TO DO. Gather every row below that contains the word "blossom", treating uppercase and lowercase as different.

:::

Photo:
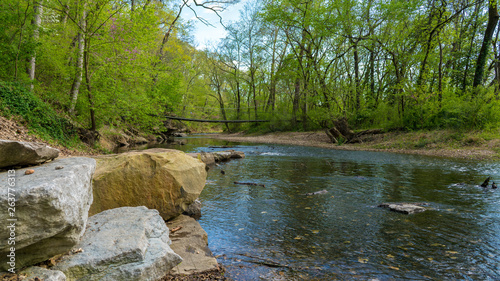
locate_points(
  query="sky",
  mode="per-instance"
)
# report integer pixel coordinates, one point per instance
(204, 34)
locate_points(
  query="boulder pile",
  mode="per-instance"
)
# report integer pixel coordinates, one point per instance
(129, 196)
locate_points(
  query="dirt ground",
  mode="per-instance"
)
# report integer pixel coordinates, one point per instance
(385, 142)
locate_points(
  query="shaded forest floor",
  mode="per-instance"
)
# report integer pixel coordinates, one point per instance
(474, 145)
(443, 143)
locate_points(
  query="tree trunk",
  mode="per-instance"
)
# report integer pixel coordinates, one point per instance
(75, 87)
(37, 20)
(488, 35)
(93, 125)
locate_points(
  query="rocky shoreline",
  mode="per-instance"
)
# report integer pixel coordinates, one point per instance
(110, 217)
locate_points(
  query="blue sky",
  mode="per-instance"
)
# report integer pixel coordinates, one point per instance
(204, 34)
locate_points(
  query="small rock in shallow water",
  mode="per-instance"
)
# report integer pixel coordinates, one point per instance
(405, 208)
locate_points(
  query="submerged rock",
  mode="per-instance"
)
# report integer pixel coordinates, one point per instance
(51, 210)
(163, 179)
(16, 153)
(129, 243)
(324, 191)
(210, 158)
(405, 208)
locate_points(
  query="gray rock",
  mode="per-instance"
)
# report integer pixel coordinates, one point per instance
(51, 210)
(128, 243)
(405, 208)
(191, 243)
(15, 153)
(194, 210)
(43, 274)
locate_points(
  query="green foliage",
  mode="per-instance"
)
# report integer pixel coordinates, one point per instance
(16, 100)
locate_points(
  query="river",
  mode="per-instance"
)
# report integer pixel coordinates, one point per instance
(275, 232)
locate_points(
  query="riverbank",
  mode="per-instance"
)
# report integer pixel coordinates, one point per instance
(443, 143)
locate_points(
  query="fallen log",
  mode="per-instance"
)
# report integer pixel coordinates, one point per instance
(249, 183)
(341, 132)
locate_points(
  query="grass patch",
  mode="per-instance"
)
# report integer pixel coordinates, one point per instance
(36, 114)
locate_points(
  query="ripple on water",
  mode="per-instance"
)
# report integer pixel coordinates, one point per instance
(342, 235)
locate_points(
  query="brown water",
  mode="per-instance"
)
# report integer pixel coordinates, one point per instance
(277, 233)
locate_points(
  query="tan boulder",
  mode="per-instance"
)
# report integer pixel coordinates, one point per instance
(163, 179)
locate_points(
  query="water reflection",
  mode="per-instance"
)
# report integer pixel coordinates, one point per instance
(342, 234)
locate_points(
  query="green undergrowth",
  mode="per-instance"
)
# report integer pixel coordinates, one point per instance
(33, 112)
(436, 139)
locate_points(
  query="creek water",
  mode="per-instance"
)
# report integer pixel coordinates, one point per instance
(275, 232)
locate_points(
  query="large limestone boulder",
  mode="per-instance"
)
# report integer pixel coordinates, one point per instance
(15, 153)
(191, 243)
(129, 243)
(51, 210)
(163, 179)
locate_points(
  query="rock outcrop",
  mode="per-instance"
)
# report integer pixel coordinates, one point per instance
(51, 209)
(194, 210)
(405, 208)
(15, 153)
(129, 243)
(210, 158)
(31, 273)
(162, 179)
(191, 243)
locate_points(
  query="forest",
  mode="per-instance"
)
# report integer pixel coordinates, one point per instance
(411, 65)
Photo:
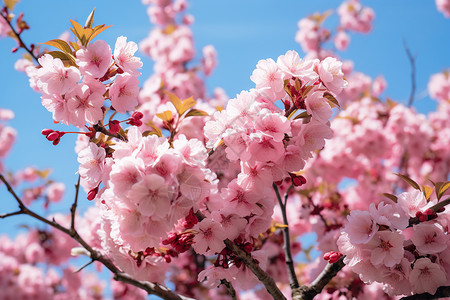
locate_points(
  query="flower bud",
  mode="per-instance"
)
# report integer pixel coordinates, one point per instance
(46, 131)
(53, 136)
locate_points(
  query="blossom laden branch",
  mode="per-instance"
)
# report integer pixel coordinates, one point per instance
(73, 208)
(20, 42)
(230, 289)
(150, 288)
(441, 292)
(309, 292)
(287, 242)
(263, 277)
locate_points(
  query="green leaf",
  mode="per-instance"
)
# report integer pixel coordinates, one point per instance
(90, 20)
(96, 31)
(332, 100)
(67, 59)
(60, 44)
(441, 188)
(390, 196)
(77, 29)
(409, 181)
(196, 113)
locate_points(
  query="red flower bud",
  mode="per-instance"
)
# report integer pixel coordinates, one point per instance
(114, 126)
(92, 193)
(297, 180)
(137, 115)
(53, 136)
(46, 131)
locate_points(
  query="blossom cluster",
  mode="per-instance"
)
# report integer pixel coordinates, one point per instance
(380, 245)
(74, 90)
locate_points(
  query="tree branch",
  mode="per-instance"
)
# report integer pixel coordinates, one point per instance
(263, 277)
(19, 212)
(19, 39)
(150, 288)
(309, 292)
(434, 208)
(100, 128)
(230, 288)
(442, 292)
(293, 282)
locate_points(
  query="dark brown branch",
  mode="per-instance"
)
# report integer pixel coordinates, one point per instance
(248, 260)
(262, 276)
(293, 282)
(150, 288)
(19, 212)
(100, 128)
(412, 60)
(230, 289)
(309, 292)
(442, 292)
(19, 39)
(434, 208)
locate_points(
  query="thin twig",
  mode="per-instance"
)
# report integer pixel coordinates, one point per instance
(100, 128)
(263, 277)
(287, 241)
(441, 292)
(248, 260)
(84, 266)
(150, 288)
(19, 212)
(434, 208)
(309, 292)
(73, 208)
(19, 39)
(230, 288)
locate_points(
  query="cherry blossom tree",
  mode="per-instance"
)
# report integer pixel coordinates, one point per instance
(197, 196)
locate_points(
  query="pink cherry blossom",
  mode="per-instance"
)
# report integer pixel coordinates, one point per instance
(85, 106)
(124, 93)
(124, 56)
(55, 191)
(95, 59)
(318, 107)
(426, 276)
(54, 78)
(152, 196)
(386, 248)
(429, 238)
(412, 202)
(91, 161)
(330, 73)
(293, 66)
(361, 227)
(209, 238)
(268, 75)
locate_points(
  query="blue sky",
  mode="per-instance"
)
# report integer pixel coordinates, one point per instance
(243, 32)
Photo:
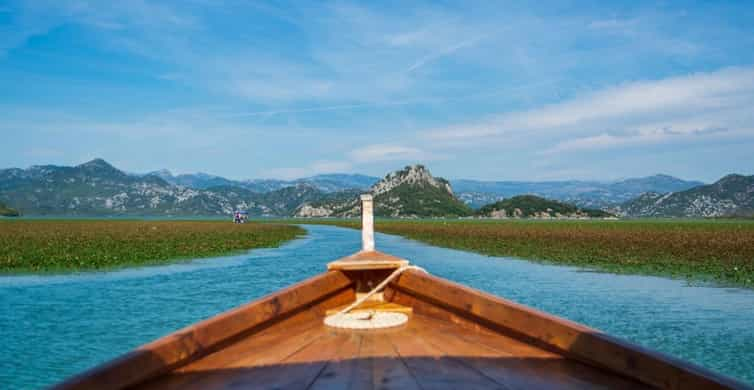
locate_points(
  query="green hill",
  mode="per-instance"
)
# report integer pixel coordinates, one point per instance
(531, 206)
(731, 196)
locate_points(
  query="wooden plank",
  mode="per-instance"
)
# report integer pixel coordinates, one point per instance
(433, 369)
(388, 370)
(298, 371)
(370, 306)
(205, 337)
(518, 371)
(574, 340)
(347, 369)
(370, 260)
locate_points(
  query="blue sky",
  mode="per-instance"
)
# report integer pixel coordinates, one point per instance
(489, 90)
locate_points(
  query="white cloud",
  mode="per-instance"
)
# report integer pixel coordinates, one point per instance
(640, 112)
(316, 168)
(387, 152)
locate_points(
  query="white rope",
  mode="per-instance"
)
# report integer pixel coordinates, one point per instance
(373, 319)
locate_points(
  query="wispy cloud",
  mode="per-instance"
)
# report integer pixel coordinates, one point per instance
(387, 152)
(651, 109)
(444, 52)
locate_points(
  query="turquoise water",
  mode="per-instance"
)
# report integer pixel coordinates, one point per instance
(55, 326)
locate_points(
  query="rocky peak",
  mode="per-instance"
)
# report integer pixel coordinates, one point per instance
(414, 175)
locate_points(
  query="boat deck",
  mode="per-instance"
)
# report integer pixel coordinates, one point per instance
(426, 353)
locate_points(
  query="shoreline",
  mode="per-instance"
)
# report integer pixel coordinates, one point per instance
(721, 253)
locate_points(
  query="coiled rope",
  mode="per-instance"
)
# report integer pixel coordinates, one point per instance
(370, 320)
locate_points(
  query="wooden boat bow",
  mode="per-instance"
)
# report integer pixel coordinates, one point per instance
(456, 337)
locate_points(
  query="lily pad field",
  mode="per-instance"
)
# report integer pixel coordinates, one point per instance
(699, 250)
(65, 245)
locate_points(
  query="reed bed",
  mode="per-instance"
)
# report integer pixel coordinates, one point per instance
(718, 250)
(51, 246)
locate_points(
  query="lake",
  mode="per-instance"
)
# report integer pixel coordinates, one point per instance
(54, 326)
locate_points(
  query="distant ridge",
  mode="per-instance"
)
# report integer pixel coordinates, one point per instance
(531, 206)
(588, 194)
(97, 188)
(731, 196)
(6, 211)
(411, 192)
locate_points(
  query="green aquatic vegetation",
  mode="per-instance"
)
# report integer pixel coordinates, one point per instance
(52, 246)
(715, 250)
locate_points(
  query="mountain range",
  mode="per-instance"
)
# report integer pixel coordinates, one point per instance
(588, 194)
(475, 193)
(411, 192)
(731, 196)
(327, 183)
(97, 188)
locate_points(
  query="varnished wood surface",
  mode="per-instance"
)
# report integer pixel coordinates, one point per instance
(474, 310)
(426, 353)
(367, 260)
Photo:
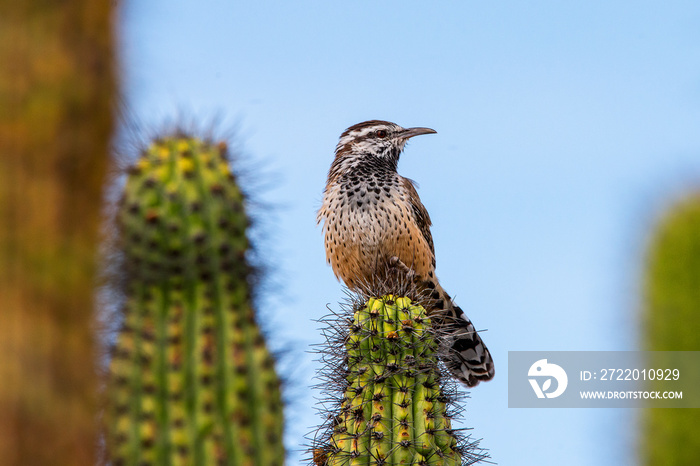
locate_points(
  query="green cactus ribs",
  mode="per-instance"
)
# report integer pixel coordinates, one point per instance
(387, 402)
(672, 301)
(192, 381)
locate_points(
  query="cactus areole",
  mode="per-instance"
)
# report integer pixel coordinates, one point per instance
(191, 380)
(394, 409)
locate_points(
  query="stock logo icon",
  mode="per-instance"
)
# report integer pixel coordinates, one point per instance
(544, 372)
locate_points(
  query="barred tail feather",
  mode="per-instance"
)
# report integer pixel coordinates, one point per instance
(466, 355)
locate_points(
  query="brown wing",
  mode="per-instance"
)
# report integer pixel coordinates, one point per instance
(420, 214)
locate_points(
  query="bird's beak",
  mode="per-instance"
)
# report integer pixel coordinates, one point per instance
(410, 132)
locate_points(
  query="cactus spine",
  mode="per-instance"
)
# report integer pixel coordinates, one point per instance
(673, 324)
(57, 87)
(395, 406)
(191, 379)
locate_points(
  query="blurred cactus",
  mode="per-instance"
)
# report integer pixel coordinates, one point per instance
(673, 324)
(191, 381)
(57, 86)
(395, 408)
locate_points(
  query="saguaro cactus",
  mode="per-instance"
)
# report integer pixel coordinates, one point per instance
(57, 86)
(395, 407)
(673, 324)
(191, 379)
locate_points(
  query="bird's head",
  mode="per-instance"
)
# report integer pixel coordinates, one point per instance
(381, 139)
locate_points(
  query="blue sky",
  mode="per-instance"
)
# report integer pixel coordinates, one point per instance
(564, 130)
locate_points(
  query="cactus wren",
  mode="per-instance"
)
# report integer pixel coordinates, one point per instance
(373, 219)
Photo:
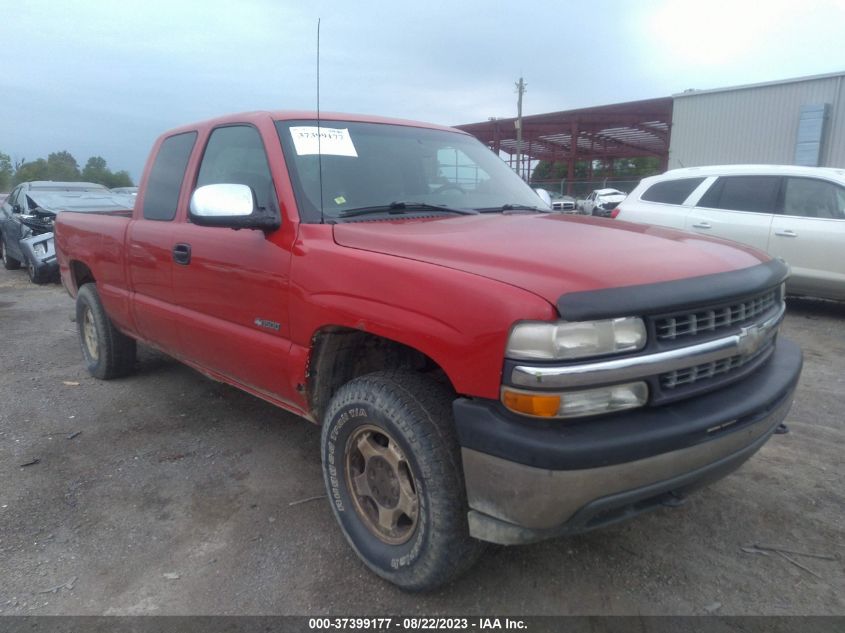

:::

WRITTEN SOLUTION.
  query="blossom laden branch",
  query="blossom cluster",
  query="cherry blossom tree",
  query="pink cherry blossom",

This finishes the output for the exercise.